• _The problem_: Work through the data below and give the number of lines holding the word "outcrop", without any other text.

[The input Boundary: Start]

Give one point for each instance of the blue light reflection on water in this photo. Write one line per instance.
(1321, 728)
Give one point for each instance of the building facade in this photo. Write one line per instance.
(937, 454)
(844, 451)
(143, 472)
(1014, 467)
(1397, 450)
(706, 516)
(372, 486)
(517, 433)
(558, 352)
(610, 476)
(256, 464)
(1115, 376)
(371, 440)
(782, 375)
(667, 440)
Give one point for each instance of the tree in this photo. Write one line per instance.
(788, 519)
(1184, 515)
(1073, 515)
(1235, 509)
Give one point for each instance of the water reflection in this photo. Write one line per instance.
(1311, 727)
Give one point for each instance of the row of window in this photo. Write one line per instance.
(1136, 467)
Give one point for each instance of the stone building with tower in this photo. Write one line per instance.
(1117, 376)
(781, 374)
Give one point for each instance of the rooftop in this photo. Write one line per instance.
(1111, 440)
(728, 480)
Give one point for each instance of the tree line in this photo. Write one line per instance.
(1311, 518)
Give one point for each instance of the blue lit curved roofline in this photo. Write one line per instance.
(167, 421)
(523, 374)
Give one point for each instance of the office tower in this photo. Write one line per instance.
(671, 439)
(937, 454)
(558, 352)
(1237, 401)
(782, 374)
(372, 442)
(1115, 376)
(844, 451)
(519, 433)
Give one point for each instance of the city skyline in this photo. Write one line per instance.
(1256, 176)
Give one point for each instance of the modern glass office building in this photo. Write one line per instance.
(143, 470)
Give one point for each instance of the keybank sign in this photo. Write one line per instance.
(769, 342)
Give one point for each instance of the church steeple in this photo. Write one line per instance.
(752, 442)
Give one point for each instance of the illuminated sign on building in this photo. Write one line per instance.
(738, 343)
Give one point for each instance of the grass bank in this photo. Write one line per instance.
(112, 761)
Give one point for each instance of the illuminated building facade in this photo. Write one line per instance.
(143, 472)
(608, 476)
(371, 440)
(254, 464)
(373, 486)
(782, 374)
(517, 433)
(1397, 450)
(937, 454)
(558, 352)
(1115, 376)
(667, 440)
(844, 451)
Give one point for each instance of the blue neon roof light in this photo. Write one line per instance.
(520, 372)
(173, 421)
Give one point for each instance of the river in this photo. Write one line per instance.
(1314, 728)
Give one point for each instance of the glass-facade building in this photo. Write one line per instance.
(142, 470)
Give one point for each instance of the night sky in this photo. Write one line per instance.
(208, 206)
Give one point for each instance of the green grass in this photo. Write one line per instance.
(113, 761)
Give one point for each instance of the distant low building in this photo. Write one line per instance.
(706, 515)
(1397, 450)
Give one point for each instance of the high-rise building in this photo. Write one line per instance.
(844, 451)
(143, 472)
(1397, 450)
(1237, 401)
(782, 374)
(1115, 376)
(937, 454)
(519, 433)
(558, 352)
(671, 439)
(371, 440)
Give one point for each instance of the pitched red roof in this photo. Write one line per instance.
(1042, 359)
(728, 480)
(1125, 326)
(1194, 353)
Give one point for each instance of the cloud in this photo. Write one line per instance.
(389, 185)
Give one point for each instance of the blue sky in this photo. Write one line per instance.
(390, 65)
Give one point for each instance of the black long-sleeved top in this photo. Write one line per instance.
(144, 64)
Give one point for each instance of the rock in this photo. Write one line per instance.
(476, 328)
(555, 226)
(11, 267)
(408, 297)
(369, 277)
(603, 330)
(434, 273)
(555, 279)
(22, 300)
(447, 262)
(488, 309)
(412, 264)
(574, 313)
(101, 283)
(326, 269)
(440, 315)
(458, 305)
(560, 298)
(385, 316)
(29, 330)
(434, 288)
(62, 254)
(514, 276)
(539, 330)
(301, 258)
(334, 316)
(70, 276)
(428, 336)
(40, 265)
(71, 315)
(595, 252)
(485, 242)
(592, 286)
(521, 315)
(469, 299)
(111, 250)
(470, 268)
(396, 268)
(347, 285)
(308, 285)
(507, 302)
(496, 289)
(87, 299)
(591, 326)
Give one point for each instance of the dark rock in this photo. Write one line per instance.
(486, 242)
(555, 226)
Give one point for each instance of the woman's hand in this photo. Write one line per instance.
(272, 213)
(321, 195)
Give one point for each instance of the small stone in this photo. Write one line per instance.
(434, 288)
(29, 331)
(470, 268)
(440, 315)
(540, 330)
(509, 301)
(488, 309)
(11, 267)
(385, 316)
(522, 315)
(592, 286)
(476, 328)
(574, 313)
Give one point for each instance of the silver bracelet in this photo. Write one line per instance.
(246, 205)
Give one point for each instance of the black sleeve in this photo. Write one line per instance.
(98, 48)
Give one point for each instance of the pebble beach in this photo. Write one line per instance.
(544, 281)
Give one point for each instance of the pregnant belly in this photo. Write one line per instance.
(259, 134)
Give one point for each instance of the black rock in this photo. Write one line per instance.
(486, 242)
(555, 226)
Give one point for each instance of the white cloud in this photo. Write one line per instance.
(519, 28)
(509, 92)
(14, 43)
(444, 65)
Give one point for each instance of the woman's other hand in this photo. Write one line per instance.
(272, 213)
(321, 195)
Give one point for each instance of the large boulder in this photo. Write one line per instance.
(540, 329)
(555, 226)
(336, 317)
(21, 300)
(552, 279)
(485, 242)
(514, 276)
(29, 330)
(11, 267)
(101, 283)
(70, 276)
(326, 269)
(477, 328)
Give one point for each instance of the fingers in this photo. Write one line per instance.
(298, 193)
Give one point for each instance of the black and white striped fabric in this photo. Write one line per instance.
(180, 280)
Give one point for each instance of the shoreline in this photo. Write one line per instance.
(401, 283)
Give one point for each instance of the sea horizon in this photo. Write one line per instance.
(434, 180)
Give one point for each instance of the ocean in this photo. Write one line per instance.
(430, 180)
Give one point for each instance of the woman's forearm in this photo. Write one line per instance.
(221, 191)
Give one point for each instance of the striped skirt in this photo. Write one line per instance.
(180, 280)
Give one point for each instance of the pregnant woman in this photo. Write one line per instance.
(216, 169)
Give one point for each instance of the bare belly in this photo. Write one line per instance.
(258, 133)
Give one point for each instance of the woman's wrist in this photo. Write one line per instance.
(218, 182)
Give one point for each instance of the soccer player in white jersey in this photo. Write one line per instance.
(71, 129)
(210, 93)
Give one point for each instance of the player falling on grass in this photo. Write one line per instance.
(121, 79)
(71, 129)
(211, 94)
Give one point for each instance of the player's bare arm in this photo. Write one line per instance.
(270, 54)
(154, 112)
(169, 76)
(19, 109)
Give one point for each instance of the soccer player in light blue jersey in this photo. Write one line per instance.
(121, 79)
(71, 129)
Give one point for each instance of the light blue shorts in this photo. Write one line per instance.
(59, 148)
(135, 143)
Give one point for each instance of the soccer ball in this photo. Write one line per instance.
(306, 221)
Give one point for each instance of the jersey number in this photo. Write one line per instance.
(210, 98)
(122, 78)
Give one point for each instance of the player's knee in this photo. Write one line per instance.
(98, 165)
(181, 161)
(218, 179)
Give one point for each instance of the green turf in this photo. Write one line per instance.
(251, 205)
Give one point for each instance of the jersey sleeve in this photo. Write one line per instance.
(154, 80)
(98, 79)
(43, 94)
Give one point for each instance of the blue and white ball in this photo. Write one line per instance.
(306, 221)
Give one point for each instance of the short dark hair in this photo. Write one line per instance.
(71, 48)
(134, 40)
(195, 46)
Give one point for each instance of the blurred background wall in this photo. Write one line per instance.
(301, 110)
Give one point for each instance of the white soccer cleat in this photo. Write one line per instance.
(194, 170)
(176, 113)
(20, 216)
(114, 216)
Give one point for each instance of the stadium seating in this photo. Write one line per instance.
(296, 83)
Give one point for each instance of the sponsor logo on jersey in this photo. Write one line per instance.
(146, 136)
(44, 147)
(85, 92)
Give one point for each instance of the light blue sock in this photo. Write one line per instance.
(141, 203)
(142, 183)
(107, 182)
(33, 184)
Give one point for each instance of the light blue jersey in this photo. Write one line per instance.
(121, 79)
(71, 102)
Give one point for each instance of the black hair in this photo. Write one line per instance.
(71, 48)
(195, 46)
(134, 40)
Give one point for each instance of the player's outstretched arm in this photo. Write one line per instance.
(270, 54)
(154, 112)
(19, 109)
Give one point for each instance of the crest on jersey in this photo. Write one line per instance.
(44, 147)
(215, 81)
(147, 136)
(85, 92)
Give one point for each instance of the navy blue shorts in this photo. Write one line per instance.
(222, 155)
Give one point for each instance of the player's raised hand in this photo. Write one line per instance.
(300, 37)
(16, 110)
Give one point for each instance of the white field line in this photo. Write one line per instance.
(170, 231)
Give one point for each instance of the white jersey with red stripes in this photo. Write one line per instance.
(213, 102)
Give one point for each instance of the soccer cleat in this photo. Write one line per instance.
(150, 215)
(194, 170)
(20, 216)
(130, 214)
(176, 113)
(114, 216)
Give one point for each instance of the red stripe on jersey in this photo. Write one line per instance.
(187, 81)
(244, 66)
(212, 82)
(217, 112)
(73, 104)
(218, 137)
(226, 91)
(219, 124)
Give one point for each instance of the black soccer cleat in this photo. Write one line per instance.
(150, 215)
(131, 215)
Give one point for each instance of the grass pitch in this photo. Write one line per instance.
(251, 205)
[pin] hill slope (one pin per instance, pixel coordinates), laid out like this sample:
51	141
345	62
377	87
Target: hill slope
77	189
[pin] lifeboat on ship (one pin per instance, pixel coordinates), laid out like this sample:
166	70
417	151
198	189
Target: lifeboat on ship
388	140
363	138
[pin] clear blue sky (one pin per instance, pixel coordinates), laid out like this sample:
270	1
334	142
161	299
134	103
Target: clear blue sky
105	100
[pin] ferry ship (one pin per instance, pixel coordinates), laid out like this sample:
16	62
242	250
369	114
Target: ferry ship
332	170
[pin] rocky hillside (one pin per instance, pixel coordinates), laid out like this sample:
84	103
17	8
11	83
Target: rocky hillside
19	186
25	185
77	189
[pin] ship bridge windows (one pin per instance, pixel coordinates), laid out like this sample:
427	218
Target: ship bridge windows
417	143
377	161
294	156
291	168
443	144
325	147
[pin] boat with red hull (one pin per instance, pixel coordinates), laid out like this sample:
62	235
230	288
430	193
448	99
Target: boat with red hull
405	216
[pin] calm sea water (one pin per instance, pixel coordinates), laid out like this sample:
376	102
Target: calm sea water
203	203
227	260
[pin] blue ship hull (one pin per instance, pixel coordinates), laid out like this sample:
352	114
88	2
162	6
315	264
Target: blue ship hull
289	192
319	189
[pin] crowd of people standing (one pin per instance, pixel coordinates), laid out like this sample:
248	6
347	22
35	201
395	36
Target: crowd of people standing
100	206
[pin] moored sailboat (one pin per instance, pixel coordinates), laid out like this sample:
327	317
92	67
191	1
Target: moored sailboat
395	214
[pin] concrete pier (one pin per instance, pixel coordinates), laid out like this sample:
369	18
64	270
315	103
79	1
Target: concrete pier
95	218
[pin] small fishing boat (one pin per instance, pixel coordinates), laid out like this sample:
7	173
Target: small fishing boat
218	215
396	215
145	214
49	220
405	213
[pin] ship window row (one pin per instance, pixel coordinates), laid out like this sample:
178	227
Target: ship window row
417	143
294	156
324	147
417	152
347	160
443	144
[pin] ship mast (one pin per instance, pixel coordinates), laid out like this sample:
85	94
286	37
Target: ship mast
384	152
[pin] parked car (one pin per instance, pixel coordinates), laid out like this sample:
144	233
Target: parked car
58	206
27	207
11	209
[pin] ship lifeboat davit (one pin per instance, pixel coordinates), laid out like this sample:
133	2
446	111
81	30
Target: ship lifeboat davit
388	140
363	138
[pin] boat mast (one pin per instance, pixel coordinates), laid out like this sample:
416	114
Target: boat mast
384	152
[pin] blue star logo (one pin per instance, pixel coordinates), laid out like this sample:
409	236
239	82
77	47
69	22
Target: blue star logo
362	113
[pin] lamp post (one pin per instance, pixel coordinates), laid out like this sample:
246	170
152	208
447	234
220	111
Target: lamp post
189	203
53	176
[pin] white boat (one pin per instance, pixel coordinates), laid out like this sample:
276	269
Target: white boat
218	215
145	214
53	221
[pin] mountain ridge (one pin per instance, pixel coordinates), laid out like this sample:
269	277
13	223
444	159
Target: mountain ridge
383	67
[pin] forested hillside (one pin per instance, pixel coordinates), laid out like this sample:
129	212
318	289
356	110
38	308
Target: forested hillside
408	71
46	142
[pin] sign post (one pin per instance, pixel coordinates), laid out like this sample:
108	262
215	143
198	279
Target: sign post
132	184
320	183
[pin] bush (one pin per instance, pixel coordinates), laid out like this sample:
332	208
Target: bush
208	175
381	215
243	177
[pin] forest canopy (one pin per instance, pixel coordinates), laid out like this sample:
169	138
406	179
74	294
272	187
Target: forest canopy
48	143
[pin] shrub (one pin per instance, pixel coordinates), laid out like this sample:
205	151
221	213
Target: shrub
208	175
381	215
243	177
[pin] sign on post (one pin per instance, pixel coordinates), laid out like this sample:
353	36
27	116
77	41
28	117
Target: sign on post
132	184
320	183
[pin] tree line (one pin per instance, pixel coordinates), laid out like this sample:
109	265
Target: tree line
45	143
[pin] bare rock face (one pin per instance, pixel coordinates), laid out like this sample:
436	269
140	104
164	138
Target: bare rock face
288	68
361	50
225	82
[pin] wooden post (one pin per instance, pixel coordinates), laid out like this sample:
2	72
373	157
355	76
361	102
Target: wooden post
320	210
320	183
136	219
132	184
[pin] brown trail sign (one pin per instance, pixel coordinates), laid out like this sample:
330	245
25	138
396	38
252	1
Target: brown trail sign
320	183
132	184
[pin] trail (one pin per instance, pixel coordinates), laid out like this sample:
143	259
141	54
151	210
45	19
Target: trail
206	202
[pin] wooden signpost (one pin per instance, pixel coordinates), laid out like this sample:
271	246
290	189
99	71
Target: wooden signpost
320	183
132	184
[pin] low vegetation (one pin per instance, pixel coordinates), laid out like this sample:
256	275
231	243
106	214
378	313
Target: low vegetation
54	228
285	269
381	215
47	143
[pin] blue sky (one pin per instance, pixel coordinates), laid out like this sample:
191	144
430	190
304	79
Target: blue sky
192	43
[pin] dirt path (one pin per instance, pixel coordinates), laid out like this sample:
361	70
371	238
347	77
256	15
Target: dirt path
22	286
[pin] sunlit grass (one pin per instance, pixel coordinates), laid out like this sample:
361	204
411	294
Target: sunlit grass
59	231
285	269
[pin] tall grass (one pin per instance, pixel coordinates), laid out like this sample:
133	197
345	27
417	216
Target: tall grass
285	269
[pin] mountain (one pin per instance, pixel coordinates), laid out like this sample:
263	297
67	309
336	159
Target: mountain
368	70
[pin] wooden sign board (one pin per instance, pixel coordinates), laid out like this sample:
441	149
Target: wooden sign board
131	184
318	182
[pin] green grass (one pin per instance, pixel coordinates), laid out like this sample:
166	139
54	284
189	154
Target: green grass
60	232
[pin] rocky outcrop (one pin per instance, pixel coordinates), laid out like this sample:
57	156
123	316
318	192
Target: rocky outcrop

[The input Boundary: End]

• _Result of the exercise_: 2